(任务说明) 请把下面页面摘录里以“我尝试在SegFormer的head中”开头的那段话改写得更简短,主要内容要保留。

(页面摘录)
----
Linwei-Chen/FreqFusion

Freqfusion如何在Segformer解码器使用?

Opened this issue · 5 comments

好牛好牛!能否分享一下Freqfusion如何在Segformer的解码器中实现方式?对于4倍、8倍的上采样方法,如何实现呢?不胜感激!

感谢您的关注!您可以参考SegNeXt的实现,基本是相同的:
https://github.com/Linwei-Chen/FreqFusion/blob/main/SegNeXt/mmseg/models/decode_heads/ham_head.py

之前的工作以及我们都注意到SegFormer的结果相对波动,您可能需要多次调试

我尝试在SegFormer的head中加入FreqFusion,使用3个FreqFusion将上采样替换,结果是它需要比较大的显存,出现CUDA out of memory,我怀疑是我加入的形式不对,请问能否给出在在论文中的segformer头的实现方式参考一下?谢谢

显存占用确实会增加,建议使用mmcv的carafe降低显存占用,可以使用use_checkpoint=True减少一些

@HEADS.register_module()
class SegformerHeadFreqFusion(SegformerHead):
    """
    not test
    """

    def __init__(self, 
                compress_ratio=8, 
                lowpass_kernel=5, 
                highpass_kernel=3, 
                lowpass_pad=0,
                highpass_pad=0,
                padding_mode='replicate',
                hamming_window=False,
                feature_align=False,
                feature_align_group=4,
                comp_feat_upsample=True,
                compressed_channel=None,
                semi_conv=True,
                hf_att=False,
                use_global_context=False,
                use_channel_att=False,
                use_dyedgeconv=False,
                **kwargs):
        super().__init__(**kwargs)
        # channels = kwargs.get('channels', 256)
        # in_channels = kwargs.get('in_channels', None)
        self.freqfusions = nn.ModuleList()
----
(数据块)
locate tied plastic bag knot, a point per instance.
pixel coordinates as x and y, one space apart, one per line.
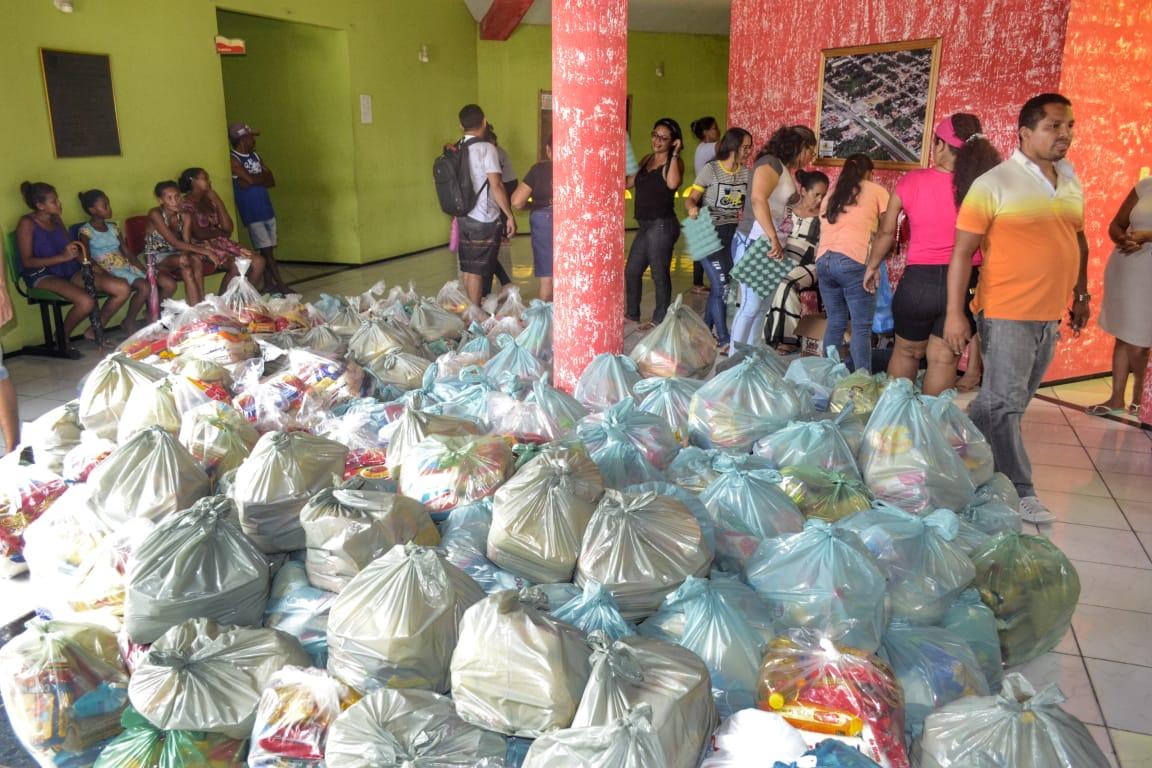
----
(书面解答) 提问者在SegFormer的head里用3个FreqFusion替换了上采样,结果显存占用很大,出现CUDA out of memory。他怀疑是自己的接入方式不对,希望对方给出论文中SegFormer头的实现方式作为参考。